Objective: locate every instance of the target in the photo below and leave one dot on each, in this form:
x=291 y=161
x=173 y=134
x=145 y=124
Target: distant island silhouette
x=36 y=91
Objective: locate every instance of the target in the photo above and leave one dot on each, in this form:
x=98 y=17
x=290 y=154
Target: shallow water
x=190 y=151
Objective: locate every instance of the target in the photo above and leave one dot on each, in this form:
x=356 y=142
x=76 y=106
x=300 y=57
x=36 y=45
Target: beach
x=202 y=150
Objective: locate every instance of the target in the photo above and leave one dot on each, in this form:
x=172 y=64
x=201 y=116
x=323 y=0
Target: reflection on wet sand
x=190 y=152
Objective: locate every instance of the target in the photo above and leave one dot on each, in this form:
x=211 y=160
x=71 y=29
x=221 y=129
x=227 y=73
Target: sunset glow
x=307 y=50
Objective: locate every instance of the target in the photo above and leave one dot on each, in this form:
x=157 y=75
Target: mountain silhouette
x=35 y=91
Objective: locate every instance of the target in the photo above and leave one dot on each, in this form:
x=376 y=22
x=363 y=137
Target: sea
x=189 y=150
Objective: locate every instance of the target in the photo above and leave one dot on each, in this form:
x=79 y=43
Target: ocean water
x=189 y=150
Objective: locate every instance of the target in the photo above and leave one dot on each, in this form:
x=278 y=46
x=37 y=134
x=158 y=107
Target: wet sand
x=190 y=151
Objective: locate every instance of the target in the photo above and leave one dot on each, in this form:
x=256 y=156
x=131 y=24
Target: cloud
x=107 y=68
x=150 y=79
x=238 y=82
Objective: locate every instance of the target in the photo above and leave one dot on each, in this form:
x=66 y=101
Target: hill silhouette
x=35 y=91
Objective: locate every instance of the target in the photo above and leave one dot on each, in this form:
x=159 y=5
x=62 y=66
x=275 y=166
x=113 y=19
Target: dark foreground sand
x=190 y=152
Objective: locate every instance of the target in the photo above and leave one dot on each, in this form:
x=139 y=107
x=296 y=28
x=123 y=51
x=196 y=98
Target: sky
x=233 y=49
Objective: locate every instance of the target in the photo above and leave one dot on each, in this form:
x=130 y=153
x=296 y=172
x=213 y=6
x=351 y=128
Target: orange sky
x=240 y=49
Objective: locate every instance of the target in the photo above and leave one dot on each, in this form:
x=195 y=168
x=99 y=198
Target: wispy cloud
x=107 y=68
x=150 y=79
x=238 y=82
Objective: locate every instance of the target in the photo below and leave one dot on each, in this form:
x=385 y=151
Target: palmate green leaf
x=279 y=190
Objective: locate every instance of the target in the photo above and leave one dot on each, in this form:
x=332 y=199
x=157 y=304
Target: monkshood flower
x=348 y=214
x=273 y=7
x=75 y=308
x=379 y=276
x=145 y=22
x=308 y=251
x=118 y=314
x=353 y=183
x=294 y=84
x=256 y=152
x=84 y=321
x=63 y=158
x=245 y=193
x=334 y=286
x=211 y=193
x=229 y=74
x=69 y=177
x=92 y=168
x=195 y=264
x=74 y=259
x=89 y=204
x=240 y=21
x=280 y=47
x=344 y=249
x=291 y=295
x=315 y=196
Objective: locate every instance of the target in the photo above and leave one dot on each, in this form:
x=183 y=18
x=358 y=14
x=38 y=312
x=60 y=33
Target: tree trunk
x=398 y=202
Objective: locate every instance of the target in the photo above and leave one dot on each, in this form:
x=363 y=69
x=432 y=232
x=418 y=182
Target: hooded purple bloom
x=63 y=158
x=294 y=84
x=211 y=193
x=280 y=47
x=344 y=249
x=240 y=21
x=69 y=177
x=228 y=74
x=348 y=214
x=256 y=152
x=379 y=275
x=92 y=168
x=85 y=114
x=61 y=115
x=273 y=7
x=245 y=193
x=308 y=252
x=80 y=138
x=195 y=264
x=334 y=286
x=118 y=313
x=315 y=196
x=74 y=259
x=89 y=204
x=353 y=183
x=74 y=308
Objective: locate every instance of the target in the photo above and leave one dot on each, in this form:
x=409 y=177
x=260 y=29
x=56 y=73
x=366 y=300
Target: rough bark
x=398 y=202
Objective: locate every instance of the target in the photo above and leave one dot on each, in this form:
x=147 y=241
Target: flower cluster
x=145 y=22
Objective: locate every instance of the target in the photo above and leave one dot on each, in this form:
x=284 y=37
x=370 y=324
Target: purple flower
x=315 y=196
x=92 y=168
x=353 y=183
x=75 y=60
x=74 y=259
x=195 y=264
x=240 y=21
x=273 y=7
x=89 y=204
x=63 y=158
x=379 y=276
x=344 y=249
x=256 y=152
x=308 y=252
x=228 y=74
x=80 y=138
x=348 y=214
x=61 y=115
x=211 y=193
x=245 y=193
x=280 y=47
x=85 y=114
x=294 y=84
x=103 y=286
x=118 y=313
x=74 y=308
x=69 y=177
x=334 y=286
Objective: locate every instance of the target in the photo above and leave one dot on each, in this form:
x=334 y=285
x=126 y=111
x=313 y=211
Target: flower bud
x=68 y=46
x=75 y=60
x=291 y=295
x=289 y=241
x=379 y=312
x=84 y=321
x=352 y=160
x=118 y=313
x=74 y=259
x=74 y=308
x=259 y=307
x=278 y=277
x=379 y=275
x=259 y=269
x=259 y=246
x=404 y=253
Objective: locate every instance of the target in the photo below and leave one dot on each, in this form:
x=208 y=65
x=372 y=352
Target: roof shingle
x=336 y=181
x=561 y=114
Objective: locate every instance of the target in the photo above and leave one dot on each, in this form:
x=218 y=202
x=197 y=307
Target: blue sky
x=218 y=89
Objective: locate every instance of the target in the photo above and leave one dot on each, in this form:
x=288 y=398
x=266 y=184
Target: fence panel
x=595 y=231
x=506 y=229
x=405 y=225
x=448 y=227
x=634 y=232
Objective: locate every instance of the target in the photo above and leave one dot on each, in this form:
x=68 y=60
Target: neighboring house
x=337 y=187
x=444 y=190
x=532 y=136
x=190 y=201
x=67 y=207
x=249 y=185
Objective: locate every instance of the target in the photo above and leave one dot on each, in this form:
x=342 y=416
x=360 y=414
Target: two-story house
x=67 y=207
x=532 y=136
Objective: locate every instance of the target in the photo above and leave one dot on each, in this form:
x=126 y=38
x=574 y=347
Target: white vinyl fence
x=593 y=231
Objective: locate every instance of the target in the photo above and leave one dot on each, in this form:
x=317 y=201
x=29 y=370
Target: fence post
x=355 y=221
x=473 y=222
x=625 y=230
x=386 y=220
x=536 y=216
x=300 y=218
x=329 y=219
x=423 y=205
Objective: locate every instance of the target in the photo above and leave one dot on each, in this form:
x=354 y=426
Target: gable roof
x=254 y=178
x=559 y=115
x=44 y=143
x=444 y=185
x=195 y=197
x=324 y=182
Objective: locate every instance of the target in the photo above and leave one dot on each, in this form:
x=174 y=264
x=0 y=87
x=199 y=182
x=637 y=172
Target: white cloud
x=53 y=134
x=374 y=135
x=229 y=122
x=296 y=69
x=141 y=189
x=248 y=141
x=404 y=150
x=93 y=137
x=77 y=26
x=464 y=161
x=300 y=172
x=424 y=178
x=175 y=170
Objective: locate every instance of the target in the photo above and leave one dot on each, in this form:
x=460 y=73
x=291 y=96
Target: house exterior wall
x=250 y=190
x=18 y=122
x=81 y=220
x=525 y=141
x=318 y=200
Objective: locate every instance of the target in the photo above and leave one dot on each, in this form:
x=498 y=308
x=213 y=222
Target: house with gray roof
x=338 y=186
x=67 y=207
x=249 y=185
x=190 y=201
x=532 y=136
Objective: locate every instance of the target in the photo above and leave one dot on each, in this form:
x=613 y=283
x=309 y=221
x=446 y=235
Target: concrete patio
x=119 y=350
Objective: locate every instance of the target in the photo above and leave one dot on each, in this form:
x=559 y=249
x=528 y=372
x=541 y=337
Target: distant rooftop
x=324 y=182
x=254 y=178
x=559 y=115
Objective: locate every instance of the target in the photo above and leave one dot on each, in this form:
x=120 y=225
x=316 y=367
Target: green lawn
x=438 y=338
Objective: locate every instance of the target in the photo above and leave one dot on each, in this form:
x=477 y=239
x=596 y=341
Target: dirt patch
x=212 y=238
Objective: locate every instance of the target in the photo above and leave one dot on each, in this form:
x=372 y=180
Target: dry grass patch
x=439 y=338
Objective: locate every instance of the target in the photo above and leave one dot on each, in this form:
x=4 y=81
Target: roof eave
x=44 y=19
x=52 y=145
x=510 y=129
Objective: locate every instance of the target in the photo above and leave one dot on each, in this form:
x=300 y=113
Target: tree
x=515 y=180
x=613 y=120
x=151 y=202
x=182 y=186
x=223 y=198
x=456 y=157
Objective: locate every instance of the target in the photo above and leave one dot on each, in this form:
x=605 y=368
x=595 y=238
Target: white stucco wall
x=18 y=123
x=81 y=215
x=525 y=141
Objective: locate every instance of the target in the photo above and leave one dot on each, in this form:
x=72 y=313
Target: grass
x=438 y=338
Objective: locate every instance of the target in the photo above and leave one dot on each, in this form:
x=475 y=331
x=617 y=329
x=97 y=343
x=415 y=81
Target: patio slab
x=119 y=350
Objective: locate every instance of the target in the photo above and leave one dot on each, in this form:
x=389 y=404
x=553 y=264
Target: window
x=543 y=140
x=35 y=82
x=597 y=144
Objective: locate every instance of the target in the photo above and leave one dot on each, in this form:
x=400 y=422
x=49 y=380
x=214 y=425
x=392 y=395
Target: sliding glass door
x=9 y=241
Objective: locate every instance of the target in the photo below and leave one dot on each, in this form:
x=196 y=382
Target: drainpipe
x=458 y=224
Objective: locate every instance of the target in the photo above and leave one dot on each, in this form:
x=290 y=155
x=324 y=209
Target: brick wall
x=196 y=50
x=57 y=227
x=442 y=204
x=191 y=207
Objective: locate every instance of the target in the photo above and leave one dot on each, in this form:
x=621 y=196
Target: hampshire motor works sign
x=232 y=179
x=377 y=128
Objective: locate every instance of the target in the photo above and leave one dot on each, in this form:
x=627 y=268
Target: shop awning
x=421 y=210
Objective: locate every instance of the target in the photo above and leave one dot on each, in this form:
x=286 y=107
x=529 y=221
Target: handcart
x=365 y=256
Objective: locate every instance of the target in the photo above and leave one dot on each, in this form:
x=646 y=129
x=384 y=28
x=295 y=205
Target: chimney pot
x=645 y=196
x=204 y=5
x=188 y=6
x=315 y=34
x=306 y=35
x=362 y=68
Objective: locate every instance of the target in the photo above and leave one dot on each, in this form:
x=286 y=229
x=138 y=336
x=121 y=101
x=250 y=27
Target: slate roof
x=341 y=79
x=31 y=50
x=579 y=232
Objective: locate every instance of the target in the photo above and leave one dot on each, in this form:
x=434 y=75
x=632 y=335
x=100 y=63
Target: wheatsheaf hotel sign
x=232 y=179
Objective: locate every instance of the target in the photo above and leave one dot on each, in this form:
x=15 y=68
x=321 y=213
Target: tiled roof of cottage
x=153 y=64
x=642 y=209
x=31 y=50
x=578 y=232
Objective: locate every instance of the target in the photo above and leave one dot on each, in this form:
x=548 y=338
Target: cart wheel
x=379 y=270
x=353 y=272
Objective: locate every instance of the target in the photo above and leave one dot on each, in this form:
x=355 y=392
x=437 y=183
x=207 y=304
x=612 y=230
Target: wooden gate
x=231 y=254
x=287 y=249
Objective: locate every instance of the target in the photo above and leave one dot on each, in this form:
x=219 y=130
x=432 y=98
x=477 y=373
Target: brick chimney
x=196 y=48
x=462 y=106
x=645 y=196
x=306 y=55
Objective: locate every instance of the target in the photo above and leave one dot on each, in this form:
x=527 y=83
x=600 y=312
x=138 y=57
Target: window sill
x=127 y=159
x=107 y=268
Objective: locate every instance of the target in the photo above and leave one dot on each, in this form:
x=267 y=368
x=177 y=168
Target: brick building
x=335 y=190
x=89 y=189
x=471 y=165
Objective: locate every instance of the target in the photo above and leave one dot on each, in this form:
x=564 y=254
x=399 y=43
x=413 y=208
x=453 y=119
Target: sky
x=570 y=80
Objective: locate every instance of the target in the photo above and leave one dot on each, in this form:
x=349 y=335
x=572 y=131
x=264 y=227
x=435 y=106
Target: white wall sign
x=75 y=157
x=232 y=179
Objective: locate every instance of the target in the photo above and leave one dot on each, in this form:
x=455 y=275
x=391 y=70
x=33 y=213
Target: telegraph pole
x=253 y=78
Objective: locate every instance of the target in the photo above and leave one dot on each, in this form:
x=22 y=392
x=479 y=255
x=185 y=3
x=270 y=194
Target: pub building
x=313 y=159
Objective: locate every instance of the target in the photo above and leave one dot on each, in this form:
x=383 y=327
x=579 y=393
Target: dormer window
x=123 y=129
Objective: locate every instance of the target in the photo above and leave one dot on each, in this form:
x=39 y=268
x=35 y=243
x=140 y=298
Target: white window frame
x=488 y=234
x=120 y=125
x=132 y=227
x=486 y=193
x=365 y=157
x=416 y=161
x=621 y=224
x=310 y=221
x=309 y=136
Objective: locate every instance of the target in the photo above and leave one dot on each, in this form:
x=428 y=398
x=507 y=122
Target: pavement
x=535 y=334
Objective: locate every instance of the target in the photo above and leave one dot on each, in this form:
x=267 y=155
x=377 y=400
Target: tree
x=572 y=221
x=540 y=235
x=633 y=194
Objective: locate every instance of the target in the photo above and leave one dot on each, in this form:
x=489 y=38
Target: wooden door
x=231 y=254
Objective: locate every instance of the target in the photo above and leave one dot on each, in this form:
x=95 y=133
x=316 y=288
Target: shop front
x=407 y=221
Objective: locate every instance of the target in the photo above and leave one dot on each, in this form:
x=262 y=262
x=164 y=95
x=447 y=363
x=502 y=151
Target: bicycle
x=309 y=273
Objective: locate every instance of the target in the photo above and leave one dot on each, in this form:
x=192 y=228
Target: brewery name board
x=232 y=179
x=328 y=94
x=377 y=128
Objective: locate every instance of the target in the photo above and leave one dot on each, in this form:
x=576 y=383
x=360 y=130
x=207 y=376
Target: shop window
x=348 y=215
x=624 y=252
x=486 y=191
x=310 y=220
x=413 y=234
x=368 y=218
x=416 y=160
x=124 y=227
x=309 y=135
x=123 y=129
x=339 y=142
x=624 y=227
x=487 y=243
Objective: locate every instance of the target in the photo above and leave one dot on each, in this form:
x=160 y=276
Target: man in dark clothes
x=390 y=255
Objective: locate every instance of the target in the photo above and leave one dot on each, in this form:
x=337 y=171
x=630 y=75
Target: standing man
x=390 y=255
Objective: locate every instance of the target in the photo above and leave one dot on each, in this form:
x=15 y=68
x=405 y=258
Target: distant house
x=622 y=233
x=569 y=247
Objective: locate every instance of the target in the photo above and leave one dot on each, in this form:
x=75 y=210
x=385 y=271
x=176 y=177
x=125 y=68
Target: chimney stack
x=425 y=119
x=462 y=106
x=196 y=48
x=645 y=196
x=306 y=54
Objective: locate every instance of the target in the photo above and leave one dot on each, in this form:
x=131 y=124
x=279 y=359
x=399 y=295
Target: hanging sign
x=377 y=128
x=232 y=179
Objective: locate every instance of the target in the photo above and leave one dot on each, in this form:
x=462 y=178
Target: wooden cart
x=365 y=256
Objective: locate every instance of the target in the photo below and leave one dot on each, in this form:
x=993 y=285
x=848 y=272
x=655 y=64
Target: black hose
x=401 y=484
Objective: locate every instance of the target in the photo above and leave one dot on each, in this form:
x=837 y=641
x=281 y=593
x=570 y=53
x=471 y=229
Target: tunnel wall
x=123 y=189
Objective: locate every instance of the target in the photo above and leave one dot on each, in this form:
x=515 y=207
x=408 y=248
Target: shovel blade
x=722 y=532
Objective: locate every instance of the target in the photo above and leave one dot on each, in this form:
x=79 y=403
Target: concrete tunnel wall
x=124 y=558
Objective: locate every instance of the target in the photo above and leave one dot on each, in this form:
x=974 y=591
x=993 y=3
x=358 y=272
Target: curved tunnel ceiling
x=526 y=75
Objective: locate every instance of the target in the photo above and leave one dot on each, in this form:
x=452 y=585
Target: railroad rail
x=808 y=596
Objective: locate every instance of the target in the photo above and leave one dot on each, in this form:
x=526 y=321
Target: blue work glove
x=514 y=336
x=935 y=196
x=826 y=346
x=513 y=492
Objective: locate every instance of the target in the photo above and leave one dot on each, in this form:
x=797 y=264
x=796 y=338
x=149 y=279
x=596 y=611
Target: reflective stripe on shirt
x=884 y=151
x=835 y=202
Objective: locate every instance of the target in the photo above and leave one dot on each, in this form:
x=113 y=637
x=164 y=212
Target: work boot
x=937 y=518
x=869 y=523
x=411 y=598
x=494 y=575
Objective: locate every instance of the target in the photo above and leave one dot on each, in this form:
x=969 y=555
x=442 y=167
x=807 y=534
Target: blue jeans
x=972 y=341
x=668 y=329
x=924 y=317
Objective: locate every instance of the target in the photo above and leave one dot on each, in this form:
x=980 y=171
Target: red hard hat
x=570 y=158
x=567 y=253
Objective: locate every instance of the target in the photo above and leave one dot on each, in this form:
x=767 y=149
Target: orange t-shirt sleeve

Problem statement
Would you please repeat exactly the lines above, starting at the line with "x=355 y=392" and stopping at the line with "x=572 y=131", both included?

Response box
x=355 y=392
x=437 y=183
x=207 y=304
x=612 y=230
Target: wooden gate
x=231 y=254
x=287 y=249
Objective: locate every instance of the target in the photo above and leave one dot on each, in this form:
x=219 y=130
x=432 y=98
x=477 y=373
Target: brick chimney
x=196 y=48
x=462 y=106
x=645 y=196
x=306 y=55
Objective: locate every instance of the target in the photo above and leave one dot on each, in this form:
x=527 y=83
x=600 y=312
x=138 y=57
Target: window sill
x=127 y=159
x=107 y=268
Objective: locate every instance of the target in the photo above and leave one dot on each, in this form:
x=267 y=368
x=177 y=168
Target: brick building
x=335 y=190
x=89 y=189
x=471 y=165
Objective: locate every instance of the target in the photo above and leave one dot on each, in this form:
x=564 y=254
x=399 y=43
x=413 y=208
x=453 y=119
Target: sky
x=570 y=80
Objective: locate every instance of the target in the photo above and leave one dot on each, in this form:
x=349 y=335
x=572 y=131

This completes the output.